Task directions
Pull out every line of the material that contains the word "station". Match the case exactly, so capitalized forms don't count.
::: Task material :::
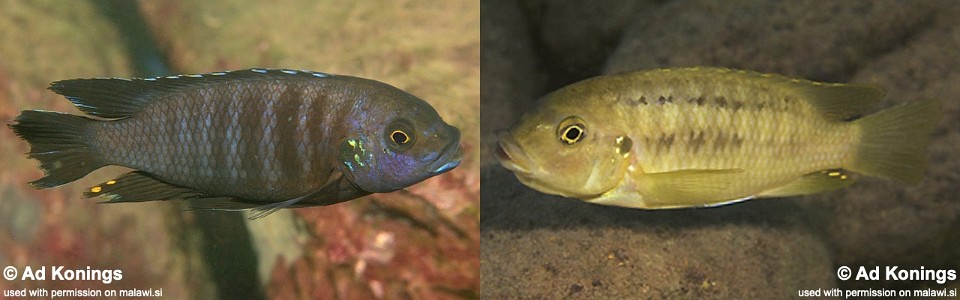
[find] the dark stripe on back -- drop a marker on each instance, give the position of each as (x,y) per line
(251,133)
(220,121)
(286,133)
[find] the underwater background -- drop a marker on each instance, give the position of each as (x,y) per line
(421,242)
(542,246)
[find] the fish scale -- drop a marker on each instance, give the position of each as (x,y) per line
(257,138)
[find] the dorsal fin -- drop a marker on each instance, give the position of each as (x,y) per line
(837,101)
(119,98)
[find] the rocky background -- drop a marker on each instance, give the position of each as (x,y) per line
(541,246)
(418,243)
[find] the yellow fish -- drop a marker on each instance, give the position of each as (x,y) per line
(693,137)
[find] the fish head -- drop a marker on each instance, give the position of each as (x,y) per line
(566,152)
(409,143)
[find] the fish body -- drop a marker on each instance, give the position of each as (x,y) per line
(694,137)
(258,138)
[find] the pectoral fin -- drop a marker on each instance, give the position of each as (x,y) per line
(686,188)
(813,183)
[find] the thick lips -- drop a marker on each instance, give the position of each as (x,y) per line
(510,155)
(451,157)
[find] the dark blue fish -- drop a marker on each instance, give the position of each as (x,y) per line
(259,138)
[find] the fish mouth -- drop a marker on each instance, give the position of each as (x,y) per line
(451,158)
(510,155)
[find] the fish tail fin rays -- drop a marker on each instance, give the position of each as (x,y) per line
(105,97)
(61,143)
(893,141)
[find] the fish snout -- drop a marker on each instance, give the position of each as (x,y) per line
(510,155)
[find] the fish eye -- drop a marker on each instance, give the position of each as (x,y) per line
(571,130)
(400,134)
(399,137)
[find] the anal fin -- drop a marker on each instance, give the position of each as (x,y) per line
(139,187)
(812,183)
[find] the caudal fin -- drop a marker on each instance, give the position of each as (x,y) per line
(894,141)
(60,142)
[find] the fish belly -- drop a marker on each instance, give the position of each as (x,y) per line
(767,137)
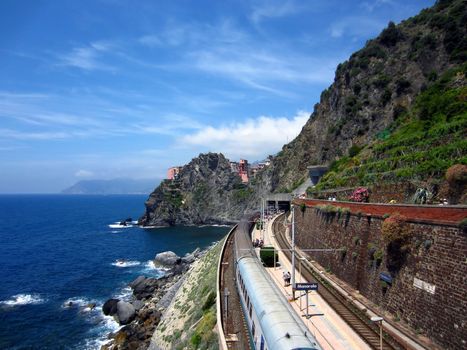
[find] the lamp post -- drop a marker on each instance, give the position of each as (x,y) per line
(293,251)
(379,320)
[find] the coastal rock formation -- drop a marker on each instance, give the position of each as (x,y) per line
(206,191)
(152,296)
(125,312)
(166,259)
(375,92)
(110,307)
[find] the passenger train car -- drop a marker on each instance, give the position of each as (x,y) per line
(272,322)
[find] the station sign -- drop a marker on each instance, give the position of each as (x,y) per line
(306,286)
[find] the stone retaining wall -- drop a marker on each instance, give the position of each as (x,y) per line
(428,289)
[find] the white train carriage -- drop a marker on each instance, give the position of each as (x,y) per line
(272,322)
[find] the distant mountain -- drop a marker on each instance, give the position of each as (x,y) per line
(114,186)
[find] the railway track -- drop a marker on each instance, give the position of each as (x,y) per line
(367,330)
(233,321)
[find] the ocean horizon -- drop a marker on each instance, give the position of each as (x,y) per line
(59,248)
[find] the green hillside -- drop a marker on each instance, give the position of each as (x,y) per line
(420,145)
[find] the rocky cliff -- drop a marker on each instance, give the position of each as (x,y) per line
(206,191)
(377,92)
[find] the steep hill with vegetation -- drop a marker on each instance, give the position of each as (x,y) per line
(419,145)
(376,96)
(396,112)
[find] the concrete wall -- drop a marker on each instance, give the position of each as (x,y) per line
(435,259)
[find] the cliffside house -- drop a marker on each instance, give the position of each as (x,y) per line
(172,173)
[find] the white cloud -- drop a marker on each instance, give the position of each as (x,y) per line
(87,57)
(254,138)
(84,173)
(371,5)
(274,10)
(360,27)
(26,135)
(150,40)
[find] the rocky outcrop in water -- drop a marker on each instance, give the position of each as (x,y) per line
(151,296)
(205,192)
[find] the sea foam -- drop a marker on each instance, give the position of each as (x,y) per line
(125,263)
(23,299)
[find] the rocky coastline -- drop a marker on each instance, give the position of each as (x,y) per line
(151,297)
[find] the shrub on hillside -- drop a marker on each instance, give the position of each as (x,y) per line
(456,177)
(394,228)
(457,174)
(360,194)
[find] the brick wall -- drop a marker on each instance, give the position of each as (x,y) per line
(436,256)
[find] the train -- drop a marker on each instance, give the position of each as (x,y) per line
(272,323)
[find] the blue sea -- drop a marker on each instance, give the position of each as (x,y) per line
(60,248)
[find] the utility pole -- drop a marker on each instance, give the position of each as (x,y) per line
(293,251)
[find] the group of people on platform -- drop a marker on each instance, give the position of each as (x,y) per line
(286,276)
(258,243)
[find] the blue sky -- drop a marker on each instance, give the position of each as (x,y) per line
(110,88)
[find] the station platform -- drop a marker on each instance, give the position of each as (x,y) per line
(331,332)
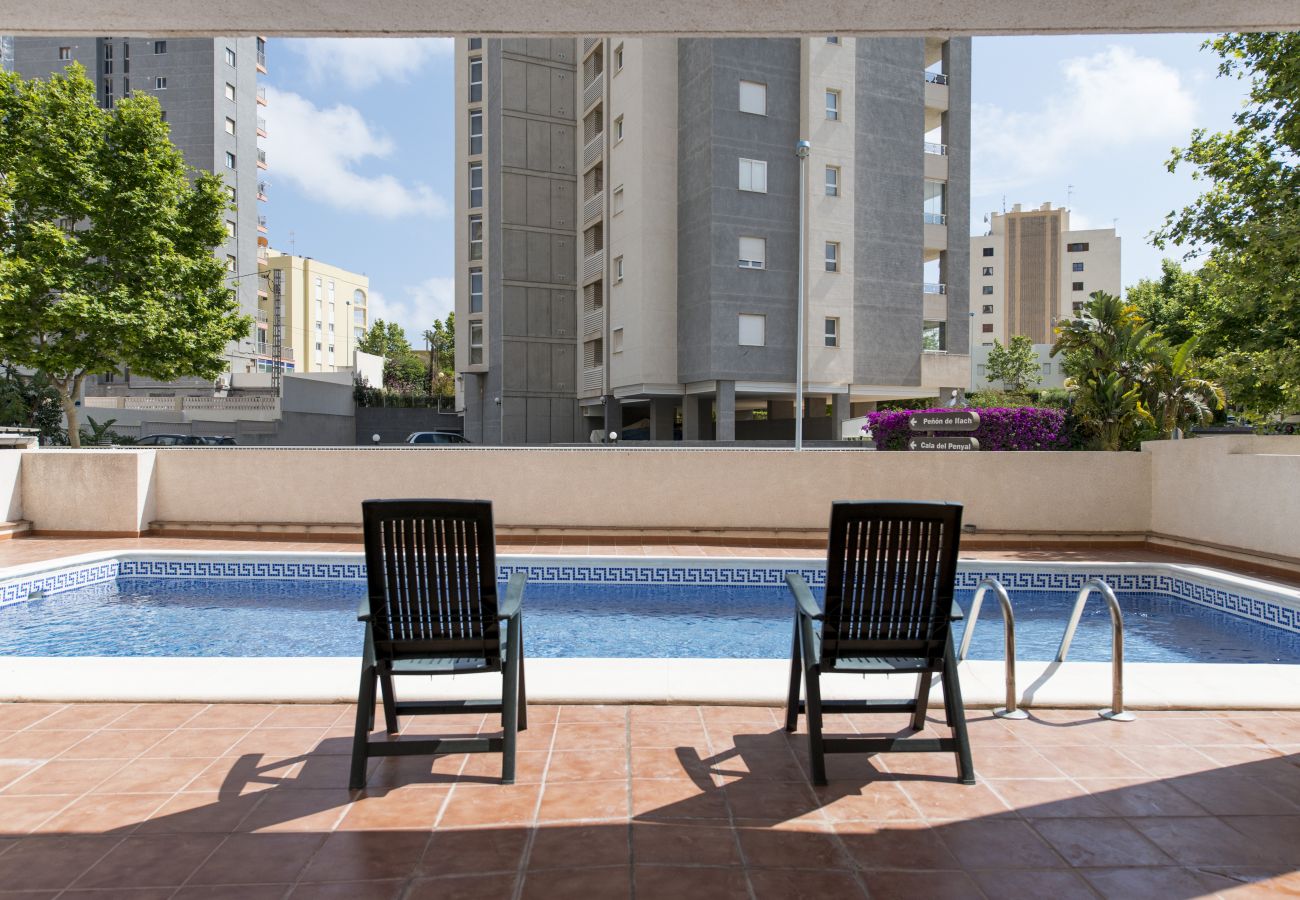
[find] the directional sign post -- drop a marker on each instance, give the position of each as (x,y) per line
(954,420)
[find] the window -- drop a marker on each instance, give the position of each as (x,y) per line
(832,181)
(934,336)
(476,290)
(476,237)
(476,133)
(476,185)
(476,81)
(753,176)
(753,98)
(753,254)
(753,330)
:::
::: Task material :::
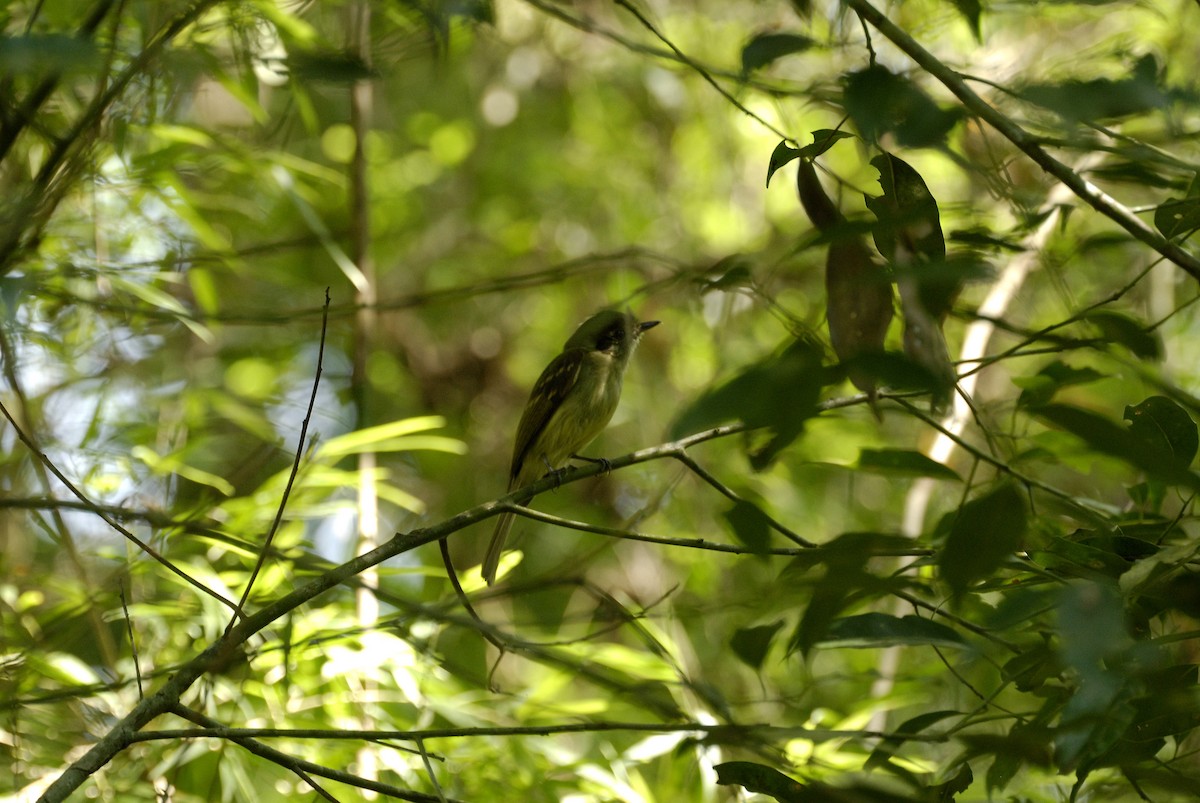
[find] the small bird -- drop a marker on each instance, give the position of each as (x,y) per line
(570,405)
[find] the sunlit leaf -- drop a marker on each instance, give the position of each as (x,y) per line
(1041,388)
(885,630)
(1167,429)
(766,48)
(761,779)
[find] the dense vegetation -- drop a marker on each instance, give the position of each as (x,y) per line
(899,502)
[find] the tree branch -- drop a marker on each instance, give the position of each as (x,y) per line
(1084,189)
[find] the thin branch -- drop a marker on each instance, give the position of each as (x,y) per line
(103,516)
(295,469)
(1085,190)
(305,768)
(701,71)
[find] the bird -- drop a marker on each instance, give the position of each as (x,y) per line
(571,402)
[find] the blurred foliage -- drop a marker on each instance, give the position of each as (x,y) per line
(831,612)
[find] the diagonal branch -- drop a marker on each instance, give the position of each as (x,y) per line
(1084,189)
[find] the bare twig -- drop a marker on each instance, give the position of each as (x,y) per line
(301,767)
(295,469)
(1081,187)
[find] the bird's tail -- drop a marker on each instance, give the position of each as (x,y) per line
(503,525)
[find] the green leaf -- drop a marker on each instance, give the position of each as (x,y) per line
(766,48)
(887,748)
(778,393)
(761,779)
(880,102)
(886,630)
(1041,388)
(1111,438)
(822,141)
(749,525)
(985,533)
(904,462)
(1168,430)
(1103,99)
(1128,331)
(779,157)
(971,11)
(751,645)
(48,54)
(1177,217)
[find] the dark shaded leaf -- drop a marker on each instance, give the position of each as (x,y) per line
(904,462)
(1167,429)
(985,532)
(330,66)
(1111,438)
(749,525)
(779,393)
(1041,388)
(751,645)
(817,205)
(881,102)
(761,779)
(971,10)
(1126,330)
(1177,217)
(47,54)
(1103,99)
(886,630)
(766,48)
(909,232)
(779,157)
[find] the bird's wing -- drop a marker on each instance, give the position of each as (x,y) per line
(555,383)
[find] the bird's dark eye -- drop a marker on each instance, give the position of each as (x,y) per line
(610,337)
:::
Exercise result
[find] the station sign -- drop a marker on each instance, give the position of each as (x,y) per line
[find] the station platform -- drop a marker on each instance, give the position of each as (x,y) per line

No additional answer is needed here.